TASK INSTRUCTIONS:
Select every line of the records that contains the word "wearing", and copy each one out. Case counts.

DATASET CONTENT:
###

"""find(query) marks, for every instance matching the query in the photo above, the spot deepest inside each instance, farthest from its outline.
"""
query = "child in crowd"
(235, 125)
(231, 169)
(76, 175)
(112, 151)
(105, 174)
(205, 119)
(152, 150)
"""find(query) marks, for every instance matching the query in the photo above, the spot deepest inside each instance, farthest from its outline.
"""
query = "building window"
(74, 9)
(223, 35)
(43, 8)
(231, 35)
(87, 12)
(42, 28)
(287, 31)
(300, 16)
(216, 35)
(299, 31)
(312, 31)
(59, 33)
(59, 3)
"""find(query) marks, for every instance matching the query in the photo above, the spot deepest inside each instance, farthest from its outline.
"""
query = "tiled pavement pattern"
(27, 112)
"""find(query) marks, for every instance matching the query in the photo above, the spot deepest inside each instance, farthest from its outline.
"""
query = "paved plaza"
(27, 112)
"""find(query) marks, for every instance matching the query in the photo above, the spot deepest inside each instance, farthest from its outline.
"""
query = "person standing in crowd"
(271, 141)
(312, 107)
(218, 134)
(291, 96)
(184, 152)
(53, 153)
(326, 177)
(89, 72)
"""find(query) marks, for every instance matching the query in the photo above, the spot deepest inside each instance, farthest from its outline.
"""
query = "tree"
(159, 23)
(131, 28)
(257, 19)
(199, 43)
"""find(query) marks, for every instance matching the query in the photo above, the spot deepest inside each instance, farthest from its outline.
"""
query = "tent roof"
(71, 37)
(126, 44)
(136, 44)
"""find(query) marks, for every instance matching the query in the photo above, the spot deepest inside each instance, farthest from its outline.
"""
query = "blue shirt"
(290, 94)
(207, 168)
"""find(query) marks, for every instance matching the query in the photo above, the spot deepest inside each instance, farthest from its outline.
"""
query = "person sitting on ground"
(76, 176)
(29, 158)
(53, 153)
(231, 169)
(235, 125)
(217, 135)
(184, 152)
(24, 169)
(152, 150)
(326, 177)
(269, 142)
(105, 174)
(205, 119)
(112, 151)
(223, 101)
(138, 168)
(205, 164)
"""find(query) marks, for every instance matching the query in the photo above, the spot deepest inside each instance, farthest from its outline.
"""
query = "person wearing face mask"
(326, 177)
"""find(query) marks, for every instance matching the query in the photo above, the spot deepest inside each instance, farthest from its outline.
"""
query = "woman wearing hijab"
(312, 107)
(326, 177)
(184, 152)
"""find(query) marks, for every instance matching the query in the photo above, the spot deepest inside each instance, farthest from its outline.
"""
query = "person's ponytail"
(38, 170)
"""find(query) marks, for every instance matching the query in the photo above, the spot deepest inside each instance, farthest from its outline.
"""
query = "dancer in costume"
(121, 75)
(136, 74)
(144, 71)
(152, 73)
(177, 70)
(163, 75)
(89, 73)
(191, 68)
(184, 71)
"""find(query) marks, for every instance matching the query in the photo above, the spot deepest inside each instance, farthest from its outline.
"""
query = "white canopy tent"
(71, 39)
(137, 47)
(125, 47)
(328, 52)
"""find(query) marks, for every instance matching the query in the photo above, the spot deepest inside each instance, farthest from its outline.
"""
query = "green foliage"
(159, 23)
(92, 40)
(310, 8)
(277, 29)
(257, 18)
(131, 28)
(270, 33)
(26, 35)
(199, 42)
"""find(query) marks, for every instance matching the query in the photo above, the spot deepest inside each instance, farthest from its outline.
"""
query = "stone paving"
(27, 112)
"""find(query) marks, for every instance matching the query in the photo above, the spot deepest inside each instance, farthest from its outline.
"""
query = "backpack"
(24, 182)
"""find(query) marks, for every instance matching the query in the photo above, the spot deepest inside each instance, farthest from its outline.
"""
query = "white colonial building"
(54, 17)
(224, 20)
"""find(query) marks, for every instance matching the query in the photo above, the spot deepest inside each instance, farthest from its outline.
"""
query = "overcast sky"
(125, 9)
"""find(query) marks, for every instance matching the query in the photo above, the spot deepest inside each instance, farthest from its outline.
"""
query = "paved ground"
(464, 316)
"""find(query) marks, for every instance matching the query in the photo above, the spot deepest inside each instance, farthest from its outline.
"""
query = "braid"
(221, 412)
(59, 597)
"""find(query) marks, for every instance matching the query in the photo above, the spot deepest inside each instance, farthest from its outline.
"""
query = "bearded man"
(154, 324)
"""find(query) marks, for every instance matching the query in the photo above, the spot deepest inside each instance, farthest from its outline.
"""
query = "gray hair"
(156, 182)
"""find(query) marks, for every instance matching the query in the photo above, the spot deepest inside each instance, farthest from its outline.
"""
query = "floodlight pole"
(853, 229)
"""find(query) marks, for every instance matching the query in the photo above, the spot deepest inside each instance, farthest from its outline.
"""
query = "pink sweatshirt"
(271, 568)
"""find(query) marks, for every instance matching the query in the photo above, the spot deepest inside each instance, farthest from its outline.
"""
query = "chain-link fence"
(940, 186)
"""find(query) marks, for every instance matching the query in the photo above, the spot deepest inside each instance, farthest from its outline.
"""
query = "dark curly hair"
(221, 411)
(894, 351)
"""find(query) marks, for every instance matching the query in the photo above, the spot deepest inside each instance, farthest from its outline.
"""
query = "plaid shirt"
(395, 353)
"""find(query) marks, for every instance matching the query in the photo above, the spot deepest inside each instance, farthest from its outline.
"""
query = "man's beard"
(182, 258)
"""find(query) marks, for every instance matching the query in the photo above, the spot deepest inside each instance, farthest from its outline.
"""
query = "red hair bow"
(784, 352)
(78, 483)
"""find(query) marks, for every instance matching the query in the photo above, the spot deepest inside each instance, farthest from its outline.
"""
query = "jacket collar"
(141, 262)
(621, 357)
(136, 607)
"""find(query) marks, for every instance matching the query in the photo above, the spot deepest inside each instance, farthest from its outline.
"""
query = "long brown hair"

###

WRITTEN ANSWER:
query = "person wearing face mask"
query = "woman wearing hijab"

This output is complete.